(Records for this task begins)

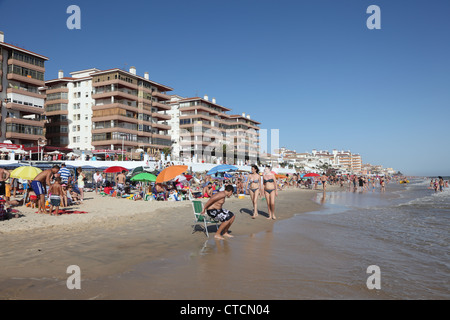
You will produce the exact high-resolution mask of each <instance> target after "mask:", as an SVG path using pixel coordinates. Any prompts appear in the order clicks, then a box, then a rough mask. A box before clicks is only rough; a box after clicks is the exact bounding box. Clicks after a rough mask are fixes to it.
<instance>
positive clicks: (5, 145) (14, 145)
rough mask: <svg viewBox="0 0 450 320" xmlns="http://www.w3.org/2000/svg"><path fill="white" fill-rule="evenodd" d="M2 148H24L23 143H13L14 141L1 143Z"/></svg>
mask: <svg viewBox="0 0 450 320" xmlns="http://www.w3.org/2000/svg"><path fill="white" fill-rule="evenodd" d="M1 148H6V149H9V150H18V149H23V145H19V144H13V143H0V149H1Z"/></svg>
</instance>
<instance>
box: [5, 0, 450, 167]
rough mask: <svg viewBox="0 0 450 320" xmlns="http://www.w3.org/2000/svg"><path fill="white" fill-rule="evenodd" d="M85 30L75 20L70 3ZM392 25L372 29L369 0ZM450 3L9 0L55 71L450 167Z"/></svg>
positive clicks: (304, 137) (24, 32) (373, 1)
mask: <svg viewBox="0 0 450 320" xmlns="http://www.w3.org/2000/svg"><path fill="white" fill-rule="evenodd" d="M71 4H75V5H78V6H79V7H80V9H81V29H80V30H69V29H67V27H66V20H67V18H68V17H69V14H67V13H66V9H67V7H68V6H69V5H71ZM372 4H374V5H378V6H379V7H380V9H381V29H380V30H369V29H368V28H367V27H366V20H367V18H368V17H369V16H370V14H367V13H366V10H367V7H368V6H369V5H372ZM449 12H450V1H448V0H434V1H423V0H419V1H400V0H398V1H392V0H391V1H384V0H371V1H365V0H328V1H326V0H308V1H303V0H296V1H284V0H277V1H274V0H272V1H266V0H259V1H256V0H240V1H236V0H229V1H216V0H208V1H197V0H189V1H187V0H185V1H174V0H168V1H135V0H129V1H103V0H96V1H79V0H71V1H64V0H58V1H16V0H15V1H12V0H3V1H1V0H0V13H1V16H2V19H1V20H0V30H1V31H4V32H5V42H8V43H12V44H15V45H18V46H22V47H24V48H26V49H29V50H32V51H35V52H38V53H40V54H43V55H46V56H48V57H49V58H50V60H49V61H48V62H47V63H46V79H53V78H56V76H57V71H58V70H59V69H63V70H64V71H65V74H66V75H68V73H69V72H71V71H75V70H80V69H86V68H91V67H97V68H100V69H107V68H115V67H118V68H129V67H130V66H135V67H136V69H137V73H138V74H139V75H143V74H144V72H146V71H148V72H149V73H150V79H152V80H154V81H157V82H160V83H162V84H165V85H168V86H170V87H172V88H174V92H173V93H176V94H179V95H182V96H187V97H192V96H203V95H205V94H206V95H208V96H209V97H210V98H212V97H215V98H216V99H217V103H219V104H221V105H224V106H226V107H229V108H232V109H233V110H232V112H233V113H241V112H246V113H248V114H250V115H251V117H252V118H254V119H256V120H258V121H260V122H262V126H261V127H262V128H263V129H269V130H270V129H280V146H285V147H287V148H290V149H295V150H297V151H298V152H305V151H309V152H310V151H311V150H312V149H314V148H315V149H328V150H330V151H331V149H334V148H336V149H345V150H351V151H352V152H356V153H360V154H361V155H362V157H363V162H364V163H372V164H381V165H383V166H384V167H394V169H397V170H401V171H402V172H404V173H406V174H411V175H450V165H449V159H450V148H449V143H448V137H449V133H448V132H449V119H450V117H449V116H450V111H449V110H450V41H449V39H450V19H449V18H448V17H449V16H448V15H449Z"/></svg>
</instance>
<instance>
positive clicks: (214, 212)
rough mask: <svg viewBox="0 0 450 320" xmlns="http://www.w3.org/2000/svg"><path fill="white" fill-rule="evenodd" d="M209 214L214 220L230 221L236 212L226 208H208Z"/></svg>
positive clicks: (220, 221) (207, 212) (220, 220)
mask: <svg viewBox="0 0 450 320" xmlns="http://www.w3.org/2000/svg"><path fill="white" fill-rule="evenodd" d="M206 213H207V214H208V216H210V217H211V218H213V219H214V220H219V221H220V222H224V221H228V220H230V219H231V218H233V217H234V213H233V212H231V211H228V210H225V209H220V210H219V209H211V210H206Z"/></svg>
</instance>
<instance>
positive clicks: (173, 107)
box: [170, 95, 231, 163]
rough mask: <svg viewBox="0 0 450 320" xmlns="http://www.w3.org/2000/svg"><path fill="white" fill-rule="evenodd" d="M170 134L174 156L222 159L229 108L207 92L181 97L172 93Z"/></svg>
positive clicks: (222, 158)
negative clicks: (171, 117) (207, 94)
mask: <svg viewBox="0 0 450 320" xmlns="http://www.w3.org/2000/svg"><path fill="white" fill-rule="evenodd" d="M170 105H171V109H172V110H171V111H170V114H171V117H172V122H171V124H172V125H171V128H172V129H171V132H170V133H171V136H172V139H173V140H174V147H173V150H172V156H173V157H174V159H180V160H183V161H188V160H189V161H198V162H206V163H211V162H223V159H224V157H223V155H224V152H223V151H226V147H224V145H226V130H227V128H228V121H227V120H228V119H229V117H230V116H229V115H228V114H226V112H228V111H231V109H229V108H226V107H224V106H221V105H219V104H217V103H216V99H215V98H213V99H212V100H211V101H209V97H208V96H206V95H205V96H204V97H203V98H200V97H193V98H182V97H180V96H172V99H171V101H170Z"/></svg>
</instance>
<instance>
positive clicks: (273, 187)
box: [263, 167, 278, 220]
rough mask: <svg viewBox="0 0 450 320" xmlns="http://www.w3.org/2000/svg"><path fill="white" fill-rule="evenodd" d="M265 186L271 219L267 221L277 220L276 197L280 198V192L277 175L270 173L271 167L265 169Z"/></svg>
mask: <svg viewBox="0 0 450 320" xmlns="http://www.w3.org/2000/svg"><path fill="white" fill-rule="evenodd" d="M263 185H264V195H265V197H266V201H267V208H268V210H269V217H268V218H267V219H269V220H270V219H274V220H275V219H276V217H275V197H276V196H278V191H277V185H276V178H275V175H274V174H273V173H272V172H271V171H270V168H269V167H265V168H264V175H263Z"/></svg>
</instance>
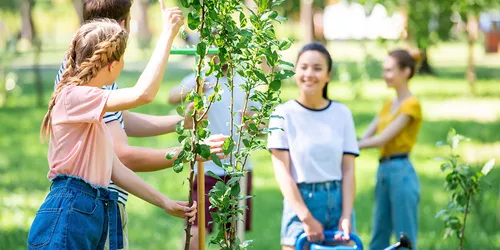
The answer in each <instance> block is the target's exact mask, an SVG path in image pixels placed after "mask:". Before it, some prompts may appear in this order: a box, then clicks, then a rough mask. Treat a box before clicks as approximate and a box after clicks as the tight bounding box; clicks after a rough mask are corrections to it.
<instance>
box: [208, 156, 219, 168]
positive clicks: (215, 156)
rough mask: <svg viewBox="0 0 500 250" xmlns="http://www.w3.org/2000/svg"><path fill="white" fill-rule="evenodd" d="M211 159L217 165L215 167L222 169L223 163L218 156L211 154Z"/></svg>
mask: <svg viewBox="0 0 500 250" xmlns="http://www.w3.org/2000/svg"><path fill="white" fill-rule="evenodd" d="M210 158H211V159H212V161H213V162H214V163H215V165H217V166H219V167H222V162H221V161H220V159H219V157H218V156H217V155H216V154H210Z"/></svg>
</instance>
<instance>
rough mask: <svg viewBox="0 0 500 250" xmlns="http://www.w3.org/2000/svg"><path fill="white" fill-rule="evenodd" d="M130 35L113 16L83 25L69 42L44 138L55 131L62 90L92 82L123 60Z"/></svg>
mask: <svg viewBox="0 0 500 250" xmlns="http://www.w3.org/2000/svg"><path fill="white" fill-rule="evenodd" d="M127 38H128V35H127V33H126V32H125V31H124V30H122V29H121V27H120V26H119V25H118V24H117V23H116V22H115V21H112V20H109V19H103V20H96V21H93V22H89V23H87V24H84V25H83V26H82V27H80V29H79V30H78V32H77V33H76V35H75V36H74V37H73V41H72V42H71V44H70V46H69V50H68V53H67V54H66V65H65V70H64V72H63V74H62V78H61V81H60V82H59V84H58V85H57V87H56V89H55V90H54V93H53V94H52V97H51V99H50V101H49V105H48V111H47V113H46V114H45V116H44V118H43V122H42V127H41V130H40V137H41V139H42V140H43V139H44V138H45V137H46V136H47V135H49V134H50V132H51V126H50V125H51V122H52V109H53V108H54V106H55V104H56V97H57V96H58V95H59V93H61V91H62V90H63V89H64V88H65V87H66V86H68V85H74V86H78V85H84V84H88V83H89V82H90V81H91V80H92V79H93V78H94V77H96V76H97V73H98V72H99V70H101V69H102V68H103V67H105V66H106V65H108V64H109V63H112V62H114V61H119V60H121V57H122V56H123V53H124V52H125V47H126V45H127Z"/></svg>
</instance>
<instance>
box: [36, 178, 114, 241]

(Records for this task ends)

Problem requirements: From the records above, pull out every line containing the word "after".

Completed task:
You will produce the exact high-resolution mask of each <instance> target after "mask:", as an SVG path using pixel coordinates. Any prompts appear in the order clicks, then a box, then a rough mask. A box before clicks is only rough; a box after clicks is the exact bounding box. Clicks after a rough mask are fixes to it.
The answer in each <instance> block is the target's exact mask, an SVG path in image pixels placed after "mask:". Before it, some prompts may appear in this order: a box, then clicks, then a rough mask. Treat a box before clicks as approximate and a box after clicks as the tight bounding box; clicks after a rough mask are corrections to it.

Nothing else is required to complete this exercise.